Start of Exercise material

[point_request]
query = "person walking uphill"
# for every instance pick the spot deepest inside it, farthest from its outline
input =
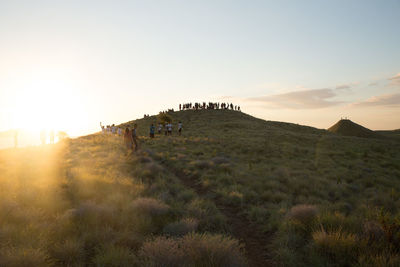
(152, 130)
(128, 139)
(134, 137)
(180, 128)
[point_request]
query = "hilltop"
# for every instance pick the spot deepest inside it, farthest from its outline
(265, 192)
(348, 128)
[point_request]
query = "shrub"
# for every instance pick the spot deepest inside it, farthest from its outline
(220, 160)
(373, 231)
(69, 252)
(193, 250)
(181, 227)
(304, 214)
(115, 256)
(337, 245)
(161, 252)
(380, 260)
(21, 257)
(213, 250)
(150, 206)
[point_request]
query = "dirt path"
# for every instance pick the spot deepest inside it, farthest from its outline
(254, 240)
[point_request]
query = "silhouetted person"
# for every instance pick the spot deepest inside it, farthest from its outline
(134, 137)
(128, 139)
(43, 137)
(152, 130)
(16, 138)
(51, 137)
(180, 128)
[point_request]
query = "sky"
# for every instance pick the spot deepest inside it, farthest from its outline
(67, 65)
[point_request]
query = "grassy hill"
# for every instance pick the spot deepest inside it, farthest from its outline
(233, 190)
(349, 128)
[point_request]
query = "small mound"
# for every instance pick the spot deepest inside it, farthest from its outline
(349, 128)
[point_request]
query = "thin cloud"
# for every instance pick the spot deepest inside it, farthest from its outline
(306, 99)
(373, 84)
(388, 100)
(396, 77)
(395, 80)
(343, 87)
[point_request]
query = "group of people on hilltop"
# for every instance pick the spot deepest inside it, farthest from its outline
(130, 135)
(209, 105)
(111, 129)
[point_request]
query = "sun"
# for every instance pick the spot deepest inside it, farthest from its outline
(47, 105)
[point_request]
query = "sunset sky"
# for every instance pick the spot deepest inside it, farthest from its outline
(67, 65)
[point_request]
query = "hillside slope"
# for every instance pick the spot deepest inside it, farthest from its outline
(264, 169)
(349, 128)
(232, 189)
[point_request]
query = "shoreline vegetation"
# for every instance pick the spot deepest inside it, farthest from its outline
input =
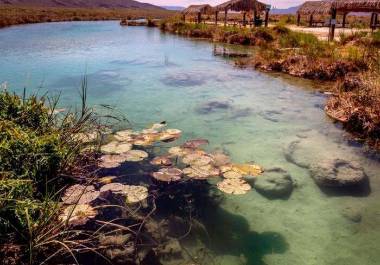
(74, 191)
(352, 64)
(16, 15)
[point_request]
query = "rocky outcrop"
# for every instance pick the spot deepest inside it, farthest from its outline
(337, 173)
(274, 183)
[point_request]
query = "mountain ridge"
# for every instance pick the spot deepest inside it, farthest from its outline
(82, 3)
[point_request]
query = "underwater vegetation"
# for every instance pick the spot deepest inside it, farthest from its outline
(351, 62)
(74, 191)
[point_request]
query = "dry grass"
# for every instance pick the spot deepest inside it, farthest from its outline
(357, 105)
(12, 15)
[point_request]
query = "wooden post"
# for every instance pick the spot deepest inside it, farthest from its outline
(332, 24)
(311, 20)
(298, 19)
(376, 21)
(344, 20)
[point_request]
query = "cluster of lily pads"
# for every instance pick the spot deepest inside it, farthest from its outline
(181, 163)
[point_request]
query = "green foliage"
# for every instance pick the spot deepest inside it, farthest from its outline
(36, 147)
(29, 113)
(376, 38)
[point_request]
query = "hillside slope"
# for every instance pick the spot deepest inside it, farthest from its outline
(82, 3)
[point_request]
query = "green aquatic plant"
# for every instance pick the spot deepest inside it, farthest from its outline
(39, 153)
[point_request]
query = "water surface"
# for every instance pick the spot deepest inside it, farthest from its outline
(150, 77)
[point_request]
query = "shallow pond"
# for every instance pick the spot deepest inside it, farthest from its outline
(150, 77)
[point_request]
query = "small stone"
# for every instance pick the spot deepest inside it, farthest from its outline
(274, 183)
(337, 173)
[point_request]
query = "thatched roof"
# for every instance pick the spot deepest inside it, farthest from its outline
(315, 8)
(356, 5)
(242, 5)
(195, 9)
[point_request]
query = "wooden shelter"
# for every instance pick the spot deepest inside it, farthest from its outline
(313, 8)
(243, 6)
(198, 10)
(346, 6)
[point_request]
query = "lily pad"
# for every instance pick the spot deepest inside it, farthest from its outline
(106, 180)
(135, 155)
(116, 147)
(170, 135)
(133, 193)
(195, 143)
(136, 193)
(124, 136)
(232, 175)
(78, 214)
(196, 159)
(220, 159)
(178, 151)
(87, 137)
(161, 161)
(111, 161)
(247, 169)
(201, 172)
(168, 174)
(158, 126)
(234, 186)
(146, 139)
(80, 194)
(117, 188)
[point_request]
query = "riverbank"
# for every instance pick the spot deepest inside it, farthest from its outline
(71, 190)
(16, 15)
(298, 54)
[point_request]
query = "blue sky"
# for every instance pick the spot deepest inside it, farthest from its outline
(278, 3)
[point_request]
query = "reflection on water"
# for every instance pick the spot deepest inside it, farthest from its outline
(274, 121)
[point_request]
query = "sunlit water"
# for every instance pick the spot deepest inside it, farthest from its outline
(150, 77)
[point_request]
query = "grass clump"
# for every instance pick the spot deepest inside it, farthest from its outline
(37, 150)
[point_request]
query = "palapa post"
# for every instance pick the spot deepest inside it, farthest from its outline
(198, 10)
(313, 8)
(347, 6)
(332, 24)
(244, 6)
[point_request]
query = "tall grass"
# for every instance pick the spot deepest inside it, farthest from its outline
(38, 150)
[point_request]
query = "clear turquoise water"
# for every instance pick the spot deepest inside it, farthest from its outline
(151, 77)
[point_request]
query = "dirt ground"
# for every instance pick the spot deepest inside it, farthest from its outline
(323, 32)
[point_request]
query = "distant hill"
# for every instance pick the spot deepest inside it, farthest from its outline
(82, 3)
(174, 8)
(291, 10)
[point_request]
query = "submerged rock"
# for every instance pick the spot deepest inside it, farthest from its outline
(352, 214)
(183, 80)
(337, 173)
(213, 106)
(234, 186)
(78, 214)
(275, 183)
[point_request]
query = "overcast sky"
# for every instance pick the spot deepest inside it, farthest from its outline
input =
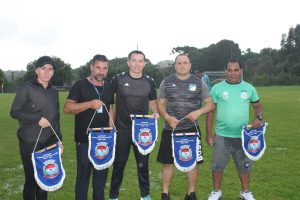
(76, 30)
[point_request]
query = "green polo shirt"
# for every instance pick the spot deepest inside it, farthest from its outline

End of Exercise material

* [Stated task]:
Extract every line of the data that contains the word "post", with case counting.

* [Expected answer]:
query = "wooden post"
query = "palapa post"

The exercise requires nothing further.